■ Exercises
- 1) Decide whether each statement below agrees with the forum thread about ETW. Answer yes or no for each, and quote the deciding words of the thread. (a) The first commenter holds that ETW resembles syslog more than DTrace. (b) BugBrother considers good APIs for complex subjects probably impossible without iterating. (c) The first commenter calls powerful, low-level APIs easy to use.
- 2) Extend the forum thread about ETW with the next few sentences.

■ Article
It's apparent that he did not do his homework. ETW is much closer to DTrace
than to syslog (e.g., you can turn on and off certain events in a running
application w/o disruption).

EDIT: It seems that the author uses ETW as an excuse for writing a rant about
how an API should be designed according to his taste. Powerful, low-level APIs
are difficult to use. Simple as that.

------
BugBrother
To be fair -- I am certainly not the only one that opened that page scared of
seeing my own name. :-)

>> It’s a great time in the history of computing to be writing an article
about bad APIs (which is another way of saying it’s a terrible time to
actually have to program for a living).

It is hard to make good APIs. And for complex subjects it is probably
impossible without iterating.

■ Data provided
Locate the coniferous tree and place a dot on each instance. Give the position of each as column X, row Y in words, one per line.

■ Results for the exercise
- 1)
(a) No: "ETW is much closer to DTrace than to syslog"
(b) Yes: "And for complex subjects it is probably impossible without iterating."
(c) No: "Powerful, low-level APIs are difficult to use."

- 2)
But you would think the guys that did the 2nd generation of VMS were smarter
and more experienced than me? But OK, there weren't much event driven
programming in VMS, I assume.

My vote for worst API I ever read:

I remember reading the "Inside Macintosh" (pre Mac OS X) about simple file IO
and it took me multiple readings to realize that you just set _some_ of the
parameters to get all the different functionality... (The rewrite of the
Inside books were really good.)

------
aaronem
Apparently the worst API ever made is this guy:
[http://i.imgur.com/EtWh3QZ.jpg](http://i.imgur.com/EtWh3QZ.jpg)

Might want to see to the stylesheet.